**Requirement**
All of the data, word for word and free of pictures, is the expected result.

[Stored dataset items]
________
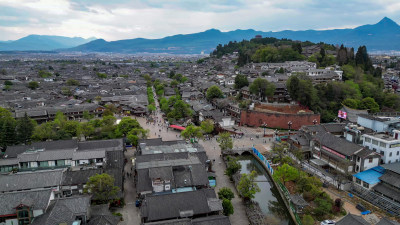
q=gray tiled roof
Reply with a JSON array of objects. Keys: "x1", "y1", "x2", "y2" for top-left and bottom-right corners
[
  {"x1": 0, "y1": 189, "x2": 52, "y2": 215},
  {"x1": 72, "y1": 150, "x2": 106, "y2": 160},
  {"x1": 0, "y1": 158, "x2": 19, "y2": 166},
  {"x1": 373, "y1": 183, "x2": 400, "y2": 202},
  {"x1": 141, "y1": 189, "x2": 219, "y2": 222},
  {"x1": 381, "y1": 162, "x2": 400, "y2": 175},
  {"x1": 31, "y1": 195, "x2": 90, "y2": 225},
  {"x1": 4, "y1": 139, "x2": 78, "y2": 158},
  {"x1": 143, "y1": 215, "x2": 231, "y2": 225},
  {"x1": 62, "y1": 169, "x2": 102, "y2": 185},
  {"x1": 376, "y1": 218, "x2": 400, "y2": 225},
  {"x1": 314, "y1": 132, "x2": 363, "y2": 156},
  {"x1": 336, "y1": 214, "x2": 370, "y2": 225},
  {"x1": 78, "y1": 139, "x2": 123, "y2": 152},
  {"x1": 88, "y1": 215, "x2": 120, "y2": 225},
  {"x1": 18, "y1": 149, "x2": 74, "y2": 162},
  {"x1": 0, "y1": 170, "x2": 63, "y2": 192}
]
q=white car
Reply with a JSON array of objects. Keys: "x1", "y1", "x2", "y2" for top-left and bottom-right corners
[{"x1": 321, "y1": 220, "x2": 336, "y2": 225}]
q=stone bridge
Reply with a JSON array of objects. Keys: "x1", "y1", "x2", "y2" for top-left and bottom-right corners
[{"x1": 222, "y1": 147, "x2": 253, "y2": 156}]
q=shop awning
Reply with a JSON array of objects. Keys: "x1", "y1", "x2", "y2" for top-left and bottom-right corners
[{"x1": 170, "y1": 125, "x2": 186, "y2": 131}]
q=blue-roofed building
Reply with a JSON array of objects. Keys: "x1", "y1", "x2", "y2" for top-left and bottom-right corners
[{"x1": 353, "y1": 166, "x2": 385, "y2": 190}]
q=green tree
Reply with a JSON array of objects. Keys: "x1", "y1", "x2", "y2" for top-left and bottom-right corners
[
  {"x1": 234, "y1": 74, "x2": 249, "y2": 89},
  {"x1": 79, "y1": 122, "x2": 95, "y2": 140},
  {"x1": 116, "y1": 117, "x2": 141, "y2": 136},
  {"x1": 206, "y1": 85, "x2": 223, "y2": 101},
  {"x1": 4, "y1": 80, "x2": 12, "y2": 86},
  {"x1": 181, "y1": 125, "x2": 203, "y2": 141},
  {"x1": 342, "y1": 98, "x2": 361, "y2": 109},
  {"x1": 38, "y1": 70, "x2": 52, "y2": 78},
  {"x1": 287, "y1": 75, "x2": 300, "y2": 100},
  {"x1": 147, "y1": 104, "x2": 156, "y2": 113},
  {"x1": 16, "y1": 113, "x2": 36, "y2": 144},
  {"x1": 273, "y1": 163, "x2": 299, "y2": 186},
  {"x1": 217, "y1": 132, "x2": 233, "y2": 151},
  {"x1": 170, "y1": 80, "x2": 179, "y2": 87},
  {"x1": 27, "y1": 81, "x2": 39, "y2": 90},
  {"x1": 237, "y1": 170, "x2": 260, "y2": 200},
  {"x1": 167, "y1": 100, "x2": 192, "y2": 120},
  {"x1": 249, "y1": 77, "x2": 276, "y2": 101},
  {"x1": 66, "y1": 79, "x2": 80, "y2": 86},
  {"x1": 97, "y1": 72, "x2": 107, "y2": 79},
  {"x1": 84, "y1": 173, "x2": 120, "y2": 203},
  {"x1": 225, "y1": 157, "x2": 241, "y2": 177},
  {"x1": 218, "y1": 187, "x2": 235, "y2": 200},
  {"x1": 222, "y1": 199, "x2": 234, "y2": 216},
  {"x1": 83, "y1": 111, "x2": 93, "y2": 120},
  {"x1": 0, "y1": 118, "x2": 16, "y2": 150},
  {"x1": 127, "y1": 128, "x2": 149, "y2": 146},
  {"x1": 63, "y1": 120, "x2": 80, "y2": 137},
  {"x1": 32, "y1": 122, "x2": 58, "y2": 141},
  {"x1": 313, "y1": 197, "x2": 332, "y2": 217},
  {"x1": 200, "y1": 119, "x2": 214, "y2": 134},
  {"x1": 292, "y1": 42, "x2": 302, "y2": 54},
  {"x1": 272, "y1": 142, "x2": 289, "y2": 163},
  {"x1": 61, "y1": 87, "x2": 72, "y2": 96},
  {"x1": 102, "y1": 115, "x2": 117, "y2": 128},
  {"x1": 103, "y1": 104, "x2": 117, "y2": 116},
  {"x1": 302, "y1": 215, "x2": 315, "y2": 225},
  {"x1": 361, "y1": 97, "x2": 379, "y2": 113},
  {"x1": 355, "y1": 45, "x2": 373, "y2": 71}
]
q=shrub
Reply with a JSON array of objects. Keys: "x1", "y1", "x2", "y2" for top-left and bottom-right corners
________
**Written solution**
q=gray tiled roof
Reply with a JSON array of objects. Keys: "x1", "y1", "x2", "y2" for top-left and bottom-right corners
[
  {"x1": 0, "y1": 189, "x2": 52, "y2": 215},
  {"x1": 72, "y1": 150, "x2": 106, "y2": 160},
  {"x1": 0, "y1": 158, "x2": 19, "y2": 166},
  {"x1": 373, "y1": 183, "x2": 400, "y2": 202},
  {"x1": 141, "y1": 189, "x2": 219, "y2": 222},
  {"x1": 381, "y1": 162, "x2": 400, "y2": 175},
  {"x1": 31, "y1": 195, "x2": 90, "y2": 225},
  {"x1": 4, "y1": 139, "x2": 78, "y2": 158},
  {"x1": 143, "y1": 215, "x2": 231, "y2": 225},
  {"x1": 62, "y1": 169, "x2": 102, "y2": 185},
  {"x1": 376, "y1": 218, "x2": 400, "y2": 225},
  {"x1": 314, "y1": 132, "x2": 363, "y2": 156},
  {"x1": 336, "y1": 214, "x2": 370, "y2": 225},
  {"x1": 78, "y1": 139, "x2": 123, "y2": 152},
  {"x1": 88, "y1": 215, "x2": 120, "y2": 225},
  {"x1": 18, "y1": 149, "x2": 74, "y2": 162},
  {"x1": 0, "y1": 170, "x2": 63, "y2": 192}
]
q=white car
Reply with a JSON array of objects. Keys: "x1", "y1", "x2", "y2" for top-left and bottom-right corners
[{"x1": 321, "y1": 220, "x2": 336, "y2": 225}]
q=stone bridge
Reply with a JSON array of objects. Keys: "x1", "y1", "x2", "y2" for top-left and bottom-right corners
[{"x1": 222, "y1": 147, "x2": 253, "y2": 156}]
q=shop awning
Reply with a JSON array of objects. Keys: "x1", "y1", "x2", "y2" for top-left and bottom-right corners
[{"x1": 170, "y1": 125, "x2": 186, "y2": 131}]
q=blue-roofed building
Reply with a JSON array of objects. Keys: "x1", "y1", "x2", "y2" for top-left and bottom-right corners
[{"x1": 353, "y1": 166, "x2": 385, "y2": 190}]
q=green tree
Reply with a JSON array of objects. Keys: "x1", "y1", "x2", "y2" for top-left and bottom-right corners
[
  {"x1": 234, "y1": 74, "x2": 249, "y2": 89},
  {"x1": 79, "y1": 122, "x2": 95, "y2": 140},
  {"x1": 116, "y1": 117, "x2": 141, "y2": 136},
  {"x1": 206, "y1": 85, "x2": 223, "y2": 101},
  {"x1": 4, "y1": 80, "x2": 12, "y2": 86},
  {"x1": 181, "y1": 125, "x2": 203, "y2": 141},
  {"x1": 342, "y1": 98, "x2": 361, "y2": 109},
  {"x1": 38, "y1": 70, "x2": 52, "y2": 78},
  {"x1": 287, "y1": 75, "x2": 300, "y2": 100},
  {"x1": 147, "y1": 104, "x2": 156, "y2": 113},
  {"x1": 16, "y1": 113, "x2": 36, "y2": 144},
  {"x1": 273, "y1": 163, "x2": 299, "y2": 186},
  {"x1": 217, "y1": 132, "x2": 233, "y2": 151},
  {"x1": 170, "y1": 80, "x2": 179, "y2": 87},
  {"x1": 27, "y1": 81, "x2": 39, "y2": 90},
  {"x1": 237, "y1": 170, "x2": 260, "y2": 200},
  {"x1": 167, "y1": 100, "x2": 192, "y2": 120},
  {"x1": 249, "y1": 77, "x2": 276, "y2": 101},
  {"x1": 66, "y1": 79, "x2": 80, "y2": 86},
  {"x1": 97, "y1": 72, "x2": 107, "y2": 79},
  {"x1": 84, "y1": 173, "x2": 120, "y2": 203},
  {"x1": 225, "y1": 157, "x2": 241, "y2": 177},
  {"x1": 218, "y1": 187, "x2": 235, "y2": 200},
  {"x1": 222, "y1": 199, "x2": 234, "y2": 216},
  {"x1": 83, "y1": 111, "x2": 93, "y2": 120},
  {"x1": 0, "y1": 118, "x2": 16, "y2": 150},
  {"x1": 127, "y1": 128, "x2": 149, "y2": 146},
  {"x1": 63, "y1": 120, "x2": 80, "y2": 137},
  {"x1": 32, "y1": 122, "x2": 58, "y2": 141},
  {"x1": 313, "y1": 197, "x2": 332, "y2": 217},
  {"x1": 200, "y1": 119, "x2": 214, "y2": 134},
  {"x1": 292, "y1": 42, "x2": 302, "y2": 54},
  {"x1": 272, "y1": 142, "x2": 289, "y2": 163},
  {"x1": 61, "y1": 87, "x2": 72, "y2": 96},
  {"x1": 102, "y1": 115, "x2": 117, "y2": 128},
  {"x1": 103, "y1": 104, "x2": 117, "y2": 116},
  {"x1": 302, "y1": 215, "x2": 315, "y2": 225},
  {"x1": 361, "y1": 97, "x2": 379, "y2": 113},
  {"x1": 355, "y1": 45, "x2": 373, "y2": 71}
]
q=shrub
Reply with a JSON array of objects. Keys: "x1", "y1", "x2", "y2" for top-left and bottom-right corners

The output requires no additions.